Why starting a Bullet Journal is the best thing you can do in 2017 – Including why It’ll skyrocket your productivity
In this modern digital world, there are 100’s if not 1000’s of ways that you can stay organised. We have an abundance of apps, software and websites that all aim to help us stay organised, stay on track but more importantly for them, stay online. For years I’ve struggled with organisation, not just with my business but with my personal life too. Anybody that knows me will know that I’m always late, usually miss appointments and generally am a mess when it comes to these things.
This, however, is no longer the case, all thanks to a handy little piece of stationery that fits into my backpack.
My Bullet Journal.
What is a Bullet Journal?
A Bullet Journal doesn’t have to be a specific type of journal or diary. Bullet Journalling is a style of journalling developed by Ryder Carroll who is a digital product designer living in Brooklyn, New York. Dubbed an analogue system for the digital age, Bullet Journalling uses a few key styles to help you document and customise your journal to how you want it.
Ryder sees it as an evolving, adaptable practice meant to be self-curated as you determine what works best for you.
Do I need to buy a specific type of journal?
A Bullet Journal is simple, you can get any type of traditional journal if you like, but personally, I have loved using the one recommended by Ryder. This type of journal is a Leuchtturn1917, it was designed specifically with Bullet Journalling in mind and uses dotted lined paper. The size I use is A5 which I find perfect as a portable diary whilst travelling whilst also being big enough to fit my all my thoughts and content.
You can get hold of the recommended Journal and the one I use below:
How does a Bullet Journal work?
It’s simple really, all you need is a notebook and a pen.
Bullet Journalling is split up into 4 main components. Think of your Bullet Journal as a framework, these different components help you quickly and simply organise every aspect of your life.
The four main components to a Bullet Journal are:
- Modules – The Index, Future Log, Monthly Log, Daily Log.
- Rapid Logging
Sound confusing? Don’t worry I’m going to walk you through what each of these 4 components are and how to implement them into your Bullet Journal.
Excited? Good! I can’t wait for you to get started.
Let’s go through the different steps on how to start a bullet journal.
How To Start A Bullet Journal
Step 1 – Understanding the most important thing about a Bullet Journal
The Bullet Journal template is just that. You can call it whatever you like: a framework, a guidebook or a template. What’s truly magical about a Bullet Journal is that it is completely up to you how you fill it out!
There is a whole community online, through websites like Pinterest that are dedicated purely to Bullet Journalling and customising the framework that was set up by Ryder Carroll. It has turned into something beautiful that I don’t even think Ryder could have anticipated. There are so many amazing Bullet Journal designs online.
You have Bullet Journals out there that are crazily creative, with drawings and pictures and beautiful designs (see above). Then you have Bullet Journals like mine (aka the less creatives!)
What’s great is it doesn’t matter if you are creative or if you just write page titles, your journal is your journal and you can design it however you like.
The reason I mention this is in the first few weeks of having my own Bullet Journal I was beating myself up for the fact that I couldn’t draw or design my journal as nicely as the ones I’d seen online. Don’t worry about that. It’s for your eyes only.

Excerpts of bounding box data
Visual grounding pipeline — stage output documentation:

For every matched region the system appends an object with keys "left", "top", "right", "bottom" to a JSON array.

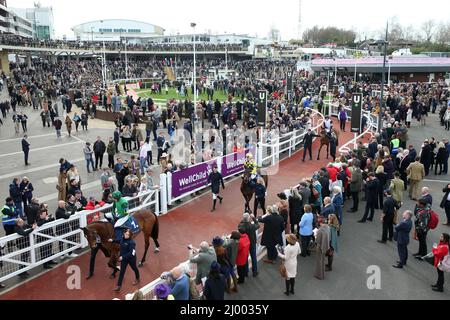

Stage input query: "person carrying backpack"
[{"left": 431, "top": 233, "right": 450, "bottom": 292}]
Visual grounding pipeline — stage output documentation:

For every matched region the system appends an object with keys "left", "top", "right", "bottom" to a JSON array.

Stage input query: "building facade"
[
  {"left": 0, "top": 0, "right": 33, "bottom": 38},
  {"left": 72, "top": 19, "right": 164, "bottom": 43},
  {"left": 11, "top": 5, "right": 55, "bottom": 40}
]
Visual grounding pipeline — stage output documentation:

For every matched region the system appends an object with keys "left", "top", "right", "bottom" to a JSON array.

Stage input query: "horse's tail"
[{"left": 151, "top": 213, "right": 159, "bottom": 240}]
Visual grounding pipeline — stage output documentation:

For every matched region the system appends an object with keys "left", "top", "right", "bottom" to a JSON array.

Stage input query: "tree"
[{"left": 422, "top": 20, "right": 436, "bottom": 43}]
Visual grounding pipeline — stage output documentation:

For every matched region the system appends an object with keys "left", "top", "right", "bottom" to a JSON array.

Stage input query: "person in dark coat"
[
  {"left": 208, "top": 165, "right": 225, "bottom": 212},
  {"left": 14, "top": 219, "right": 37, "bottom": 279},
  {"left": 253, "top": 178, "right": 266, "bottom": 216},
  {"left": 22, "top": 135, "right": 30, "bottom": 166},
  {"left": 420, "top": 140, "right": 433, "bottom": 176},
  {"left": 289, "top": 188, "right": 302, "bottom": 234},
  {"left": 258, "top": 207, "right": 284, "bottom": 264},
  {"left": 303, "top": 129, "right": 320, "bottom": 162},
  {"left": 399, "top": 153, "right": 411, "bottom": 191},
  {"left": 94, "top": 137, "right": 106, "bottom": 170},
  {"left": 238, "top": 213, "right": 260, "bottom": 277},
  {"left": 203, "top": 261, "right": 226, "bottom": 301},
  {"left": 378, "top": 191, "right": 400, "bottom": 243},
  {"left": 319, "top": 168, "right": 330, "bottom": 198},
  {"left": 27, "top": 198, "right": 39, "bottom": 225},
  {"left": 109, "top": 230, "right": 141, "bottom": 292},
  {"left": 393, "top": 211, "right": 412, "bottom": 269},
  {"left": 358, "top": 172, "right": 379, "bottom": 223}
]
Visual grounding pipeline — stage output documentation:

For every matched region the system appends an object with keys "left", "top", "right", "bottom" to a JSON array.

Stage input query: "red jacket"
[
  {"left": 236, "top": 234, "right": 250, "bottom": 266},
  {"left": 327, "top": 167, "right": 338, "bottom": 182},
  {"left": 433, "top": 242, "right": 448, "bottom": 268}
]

Requirements
A – Print the passage of the Bullet Journal article starting with "Bullet Journalling is split" and going on through "Log, Daily Log.".
B – In the Bullet Journal article, condense the paragraph beginning "A Bullet Journal doesn’t have to be a specific type" into a short bulleted list of its main facts.
C – Write the next part of the Bullet Journal article, picking up after its final sentence.
Nothing in the items is needed here.

Results in order
A –
Bullet Journalling is split up into 4 main components. Think of your Bullet Journal as a framework, these different components help you quickly and simply organise every aspect of your life.
The four main components to a Bullet Journal are:
- Modules – The Index, Future Log, Monthly Log, Daily Log.

B –
- A Bullet Journal is not a specific type of journal or diary.
- Bullet Journalling is a style of journalling developed by Ryder Carroll, a digital product designer in Brooklyn, New York.
- It is called an analogue system for the digital age.
- It uses a few key styles to help you document and customize your journal the way you want it.

C –
Hell, if you want it to be plain as can be or hugely colourful and full of doodles, go wild in your own way! As long as it’s efficient
TLDR: It’s your Bullet Journal, it’s a framework. Design it and customise it to how you like, and go crazy!
Step 2 – Modules, your framework of your Bullet Journal
When you begin your Bullet Journal one of the best things to do is setup your framework. These are the different Modules that you will use whilst journalling and can help you structure your time very effectively. I personally follow a very similar approach to Ryder with my design but have borrowed a few design ideas from Pinterest.
Modules are your building blocks to your journal and a more organised life. Ryder describes modules as this:
“Modules are methods designed to help collect and organize specific kinds of entries. The power of the Bullet Journal is that you can mix and match these modules to best suit your needs.” – Ryder Carroll.
The four main types of modules that are in almost every type of Bullet Journal are The Index, Future Log, Monthly Log, Daily Log.
Let’s get to know them a little better.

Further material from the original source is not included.